Source information:

________________________

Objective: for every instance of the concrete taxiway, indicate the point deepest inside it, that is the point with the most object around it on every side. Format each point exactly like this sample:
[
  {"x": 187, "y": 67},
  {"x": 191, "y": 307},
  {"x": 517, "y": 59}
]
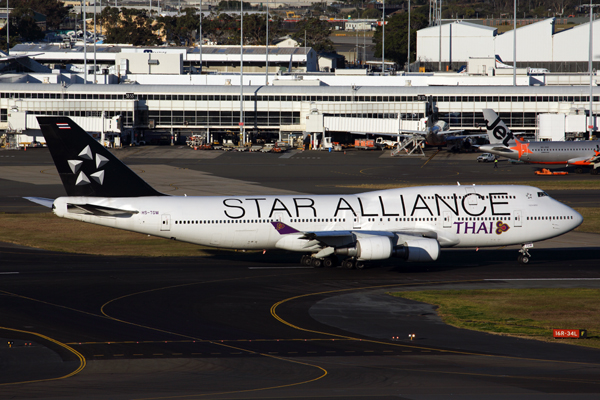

________________________

Should a record include a picture, omit it from your copy and return the rest unchanged.

Objective: for every instance of the concrete taxiway, indicate the point deepest inside it, that is the point with the most object around it on every side. Format each point exactly like this sample:
[
  {"x": 187, "y": 67},
  {"x": 191, "y": 307},
  {"x": 517, "y": 59}
]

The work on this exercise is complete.